Description
Location: Tel Aviv/ Ra'anana
Job Summary
DriveNets is seeking a senior AI Researcher to join its R&D group and lead the frontier of large-scale LLM optimization. You will focus on maximizing performance, scalability, and efficiency of LLM training and inference across massive GPU clusters, bridging deep learning research, distributed systems design, and hardware-aware optimization.
At DriveNets, we treat AI performance as a systems problem. Just as we reinvented networking through disaggregation and software-defined scale, we’re applying the same philosophy to AI infrastructure. Your work will directly influence how large models are deployed, scaled, and optimized across high-density compute environments.
Key Responsibilities
- Conduct cutting-edge research in artificial intelligence and machine learning, from problem formulation to experimental validation.
- Research, design, implement and evaluate novel algorithms, models, optimization strategies and architectures across areas of large-scale LLM training and inference (e.g., tensor/pipeline/expert parallelisms, quantization, prefill/decode disaggregation, GPU communication optimization).
- Translate research ideas into working prototypes and production-ready solutions.
- Stay up to date with state-of-the-art research, frameworks, and emerging trends in the AI ecosystem.
- Publish research findings internally and externally (papers, technical reports, blog posts, or patents) and present results to internal and external technical audiences.
- Collaborate closely with engineers, product teams, and other researchers to align research with real- world impact
- Profile distributed training and inference pipelines - identifying algorithmic, memory, and scheduling inefficiencies to contribute to a technical decision-making and long-term research roadmaps.
- Validate research through measurable impact, higher throughput, better FLOPS utilization, improved convergence efficiency, or reduced compute cost.
---+---
Required work
1. According to the DriveNets job posting, which group will the senior AI Researcher join?
2. Carry on writing the DriveNets job posting, picking up after its last line.
The items that come after this have no connection to the job posting.

Input data
---+---
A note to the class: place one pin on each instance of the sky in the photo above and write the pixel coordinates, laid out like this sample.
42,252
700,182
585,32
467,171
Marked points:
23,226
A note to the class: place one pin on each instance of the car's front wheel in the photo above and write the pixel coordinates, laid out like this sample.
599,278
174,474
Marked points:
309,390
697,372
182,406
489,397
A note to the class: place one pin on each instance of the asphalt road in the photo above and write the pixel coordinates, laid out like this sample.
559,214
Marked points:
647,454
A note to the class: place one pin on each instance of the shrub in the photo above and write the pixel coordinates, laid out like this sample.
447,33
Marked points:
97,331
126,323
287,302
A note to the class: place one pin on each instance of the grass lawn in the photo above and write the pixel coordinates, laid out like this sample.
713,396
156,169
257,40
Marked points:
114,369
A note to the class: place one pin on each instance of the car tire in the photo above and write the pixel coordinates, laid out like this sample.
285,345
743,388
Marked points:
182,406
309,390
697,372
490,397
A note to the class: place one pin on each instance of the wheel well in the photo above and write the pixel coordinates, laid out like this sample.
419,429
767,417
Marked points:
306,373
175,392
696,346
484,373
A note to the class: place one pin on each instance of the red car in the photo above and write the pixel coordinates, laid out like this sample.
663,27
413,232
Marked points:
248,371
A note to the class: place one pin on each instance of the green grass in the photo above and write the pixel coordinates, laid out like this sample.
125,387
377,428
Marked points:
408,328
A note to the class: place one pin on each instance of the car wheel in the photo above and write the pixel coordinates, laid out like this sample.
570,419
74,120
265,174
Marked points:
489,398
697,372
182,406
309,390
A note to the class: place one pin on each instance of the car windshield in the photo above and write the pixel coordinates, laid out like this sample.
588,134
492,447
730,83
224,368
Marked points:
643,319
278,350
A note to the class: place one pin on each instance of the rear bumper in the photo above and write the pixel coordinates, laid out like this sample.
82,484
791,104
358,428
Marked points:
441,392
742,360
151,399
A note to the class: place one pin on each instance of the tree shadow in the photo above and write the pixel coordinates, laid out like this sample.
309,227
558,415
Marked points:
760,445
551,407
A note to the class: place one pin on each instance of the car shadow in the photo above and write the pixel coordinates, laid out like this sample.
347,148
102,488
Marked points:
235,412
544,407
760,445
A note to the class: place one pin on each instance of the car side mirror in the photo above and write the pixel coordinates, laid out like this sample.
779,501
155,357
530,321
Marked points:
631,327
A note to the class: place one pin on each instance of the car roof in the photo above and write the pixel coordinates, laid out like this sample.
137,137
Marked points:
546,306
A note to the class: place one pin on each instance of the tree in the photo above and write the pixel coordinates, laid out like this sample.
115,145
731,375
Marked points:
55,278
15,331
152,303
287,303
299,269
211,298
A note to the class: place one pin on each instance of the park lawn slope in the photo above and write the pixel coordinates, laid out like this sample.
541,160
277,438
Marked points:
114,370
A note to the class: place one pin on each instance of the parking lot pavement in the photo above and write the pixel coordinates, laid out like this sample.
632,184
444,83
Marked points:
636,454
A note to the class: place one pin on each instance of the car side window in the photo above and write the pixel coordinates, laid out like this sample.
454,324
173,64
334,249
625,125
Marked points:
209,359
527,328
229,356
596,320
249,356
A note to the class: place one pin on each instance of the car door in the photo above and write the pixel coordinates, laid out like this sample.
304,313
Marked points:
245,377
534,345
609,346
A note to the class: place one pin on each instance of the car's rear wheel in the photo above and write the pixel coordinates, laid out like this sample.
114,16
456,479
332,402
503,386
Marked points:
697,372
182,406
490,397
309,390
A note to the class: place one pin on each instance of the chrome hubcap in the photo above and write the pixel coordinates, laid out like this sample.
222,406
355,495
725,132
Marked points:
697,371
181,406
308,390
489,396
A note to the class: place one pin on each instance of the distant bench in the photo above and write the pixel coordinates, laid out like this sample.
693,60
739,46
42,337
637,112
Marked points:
---+---
Answer set
1. The R&D group.

2.
Requirements
- Strong foundation in machine learning, deep learning, and statistical modeling.
- Deep understanding of deep learning internals—transformer architectures, distributed training paradigms, precision scaling, and optimizer behavior.
- Proven hands-on experience training or deploying LLMs on multi-GPU and/or multi-node clusters.
- Ability to read, understand, and critically evaluate academic research papers. Demonstrated ability to translate theoretical ideas into practical, production-level performance improvements.
- Strong problem-solving skills and ability to work independently on open-ended research problems.
- Clear written and verbal communication skills in English.
Optional Qualifications
- MSc or PhD in Computer Science, Electrical Engineering, Mathematics or a related quantitative field.
- Strong mathematical background, including linear algebra, probability, and optimization.
- Strong grasp of parallel and distributed systems principles, including communication collectives, load balancing, and scaling bottlenecks.
- Proficiency with frameworks like DeepSpeed, Megatron-LM, NeMo VLLM, SGLang, or equivalent large- scale training ecosystems.
- Understanding of CUDA, Triton, or low-level GPU kernel development, and experience profiling large
models across multi-node GPU systems.